Saved entries
--
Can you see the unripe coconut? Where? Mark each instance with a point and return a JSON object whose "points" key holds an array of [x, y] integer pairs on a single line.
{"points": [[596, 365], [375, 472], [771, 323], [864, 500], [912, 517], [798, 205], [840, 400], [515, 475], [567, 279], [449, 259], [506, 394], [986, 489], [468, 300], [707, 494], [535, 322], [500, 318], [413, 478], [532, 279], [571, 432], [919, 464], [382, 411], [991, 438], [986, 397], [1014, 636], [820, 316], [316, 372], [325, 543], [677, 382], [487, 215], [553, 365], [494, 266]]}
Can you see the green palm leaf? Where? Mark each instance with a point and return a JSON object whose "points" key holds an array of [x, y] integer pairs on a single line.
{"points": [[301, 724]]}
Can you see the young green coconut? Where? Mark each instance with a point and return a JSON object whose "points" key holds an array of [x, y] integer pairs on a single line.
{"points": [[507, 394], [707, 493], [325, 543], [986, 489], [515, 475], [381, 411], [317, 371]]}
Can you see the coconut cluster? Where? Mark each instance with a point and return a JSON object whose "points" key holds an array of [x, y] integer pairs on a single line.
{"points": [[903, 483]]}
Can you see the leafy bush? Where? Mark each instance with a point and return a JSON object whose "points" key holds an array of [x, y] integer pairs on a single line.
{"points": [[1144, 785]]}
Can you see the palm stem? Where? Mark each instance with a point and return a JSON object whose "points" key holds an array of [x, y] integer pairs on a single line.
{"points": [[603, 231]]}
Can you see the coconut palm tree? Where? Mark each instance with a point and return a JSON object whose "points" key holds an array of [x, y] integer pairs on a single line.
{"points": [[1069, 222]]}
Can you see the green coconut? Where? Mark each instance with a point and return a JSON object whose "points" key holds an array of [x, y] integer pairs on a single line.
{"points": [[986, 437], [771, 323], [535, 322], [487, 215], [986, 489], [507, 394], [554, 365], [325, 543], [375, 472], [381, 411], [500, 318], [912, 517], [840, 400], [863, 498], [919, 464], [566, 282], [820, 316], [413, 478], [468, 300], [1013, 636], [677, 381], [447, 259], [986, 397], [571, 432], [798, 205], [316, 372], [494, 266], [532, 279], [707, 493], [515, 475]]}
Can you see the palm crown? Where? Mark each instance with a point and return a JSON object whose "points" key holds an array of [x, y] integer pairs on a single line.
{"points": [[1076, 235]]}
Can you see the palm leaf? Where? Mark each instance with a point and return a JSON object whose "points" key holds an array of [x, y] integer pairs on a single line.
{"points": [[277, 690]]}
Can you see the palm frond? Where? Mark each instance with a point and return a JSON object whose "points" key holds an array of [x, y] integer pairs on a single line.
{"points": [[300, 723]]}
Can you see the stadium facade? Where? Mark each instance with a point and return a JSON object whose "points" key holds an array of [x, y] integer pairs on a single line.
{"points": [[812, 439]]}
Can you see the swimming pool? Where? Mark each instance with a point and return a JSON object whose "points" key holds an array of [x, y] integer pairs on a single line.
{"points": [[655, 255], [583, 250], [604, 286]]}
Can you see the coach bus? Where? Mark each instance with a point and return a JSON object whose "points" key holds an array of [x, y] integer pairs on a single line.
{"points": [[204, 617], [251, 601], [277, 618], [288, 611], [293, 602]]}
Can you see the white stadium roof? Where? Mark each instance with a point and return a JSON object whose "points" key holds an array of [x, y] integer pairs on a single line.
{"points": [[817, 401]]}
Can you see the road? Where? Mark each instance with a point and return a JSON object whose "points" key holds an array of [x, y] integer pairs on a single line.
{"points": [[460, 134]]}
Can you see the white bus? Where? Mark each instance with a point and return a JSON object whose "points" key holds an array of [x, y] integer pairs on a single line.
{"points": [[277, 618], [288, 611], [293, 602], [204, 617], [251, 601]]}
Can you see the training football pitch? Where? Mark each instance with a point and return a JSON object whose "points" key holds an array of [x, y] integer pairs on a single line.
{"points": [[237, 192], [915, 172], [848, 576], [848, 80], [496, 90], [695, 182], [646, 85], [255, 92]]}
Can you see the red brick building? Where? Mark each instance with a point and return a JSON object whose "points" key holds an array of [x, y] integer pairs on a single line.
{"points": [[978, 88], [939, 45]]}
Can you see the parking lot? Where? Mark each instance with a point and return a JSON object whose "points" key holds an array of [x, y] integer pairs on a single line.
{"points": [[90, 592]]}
--
§ **DESCRIPTION OF THE TASK**:
The records above should be copied out again in full, exactly as they appear.

§ **TASK ANSWER**:
Can you see the unripe coconut? Where? Mark each instance with a point and return a JSON object whose "points" key holds an array of [x, y] integer pairs on a single line.
{"points": [[596, 365], [375, 472], [771, 323], [864, 500], [912, 517], [798, 205], [840, 400], [515, 475], [567, 279], [449, 259], [506, 394], [986, 489], [468, 300], [707, 494], [535, 322], [500, 318], [413, 478], [532, 279], [571, 432], [919, 464], [382, 411], [991, 438], [986, 397], [1014, 636], [820, 316], [316, 372], [325, 543], [677, 382], [487, 215], [553, 365], [494, 266]]}
Can you see the green palm leaf? Where? Mark each instance with a point and return a JSON object whose "points" key holds an array of [x, y] integer pairs on a single line.
{"points": [[301, 724]]}
Can you see the young green coconut? Where? Mark each instance with a point and return a JSON object whose "points" key holds an array of [x, y] integer pairs on a single line.
{"points": [[507, 394], [707, 493], [325, 543], [986, 489], [515, 475], [381, 411], [317, 371]]}
Can you see the coconut cluster? Where? Mark each instance with a point and return a JSON object whose "points" key holds an array of [x, y] integer pairs on a single line.
{"points": [[903, 483]]}
Can you see the leafy bush? Where? Mark each instance with a point and return a JSON object whose "points" key holds an array of [x, y] integer pairs on a single line.
{"points": [[1144, 785]]}
Can you see the palm stem? Where? Mark each instance with a point and return a JSON object whose "points" key holds an array of [x, y] integer pairs on a single line.
{"points": [[603, 231]]}
Can you see the coconut palm tree? Where? Mark each instance with a point and return a JSON object whose "points" key holds an array of [x, y] integer pairs on a single line.
{"points": [[1069, 222]]}
Can you see the green coconut? Where? Mark each instance with a point and return a JSON object whose "points" key holds an array of [x, y] integer pairs on a single line.
{"points": [[986, 437], [771, 323], [535, 322], [487, 215], [986, 489], [507, 394], [554, 365], [325, 543], [375, 472], [381, 411], [500, 318], [912, 517], [840, 400], [863, 498], [919, 464], [566, 282], [820, 316], [413, 478], [468, 300], [1013, 636], [677, 381], [447, 259], [986, 397], [571, 432], [798, 205], [316, 372], [494, 266], [532, 279], [707, 493], [515, 475]]}
Can you see the palm crown? Where? Mark each instance with a point and return a JSON object whose "points" key holds an array of [x, y] integer pairs on a single line.
{"points": [[1076, 235]]}
Can you see the palm leaf? Where? Mark each instance with a point and return a JSON object whose "points" key holds an array of [x, y] integer pairs on a single line.
{"points": [[277, 690]]}
Can you see the palm frond? Where? Mark each instance with a point and return a JSON object whose "points" key holds an array of [x, y] integer pairs on a single line.
{"points": [[300, 723]]}
Can you see the stadium facade? Where? Mark each instance with a point and return a JSON object whose "points" key holds an array of [x, y] integer pairs on a single line.
{"points": [[812, 439]]}
Can you see the swimming pool? Where? Mark each instance with a point and return a JSON object whose "points" key holds an array of [x, y] integer pairs on a single line.
{"points": [[655, 255], [583, 250], [604, 286]]}
Can you see the coach bus? Where? Mark each instance with a point and return a JSON object whose "points" key holds an array of [x, y] integer pairs on a single line.
{"points": [[204, 617], [251, 601], [277, 618], [288, 611], [293, 602]]}
Can you see the white stadium roof? Where? Mark each instance with a point and return a JSON object whose "points" key holds an array of [x, y] integer pairs on a single line.
{"points": [[817, 401]]}
Can you see the road? Where? Mark each instance with a point and return a JSON object whose "points" key holds an array of [x, y] integer pairs on a single line.
{"points": [[460, 134]]}
Can you see the white bus? Where? Mark each instance with a point and return a JSON object whose "points" key holds an array of [x, y] integer pairs on a single line.
{"points": [[277, 618], [288, 611], [293, 602], [204, 617], [251, 601]]}
Can you see the training football pitch? Where? Mark each instance with a point and return a JSON object whose "points" key holds an array of [x, y] integer pairs on a single line.
{"points": [[237, 192], [915, 172], [848, 576], [848, 80], [496, 90], [695, 182], [646, 85], [255, 92]]}
Can you see the red brick building? Where? Mark each instance with a point and return a JSON object whose "points" key holds an array of [x, y] integer pairs on a single line.
{"points": [[978, 88], [939, 45]]}
Can you see the parking lot? Where? Mark each instance with a point and return a JSON object whose "points" key holds an array of [x, y] integer pairs on a single line.
{"points": [[90, 592]]}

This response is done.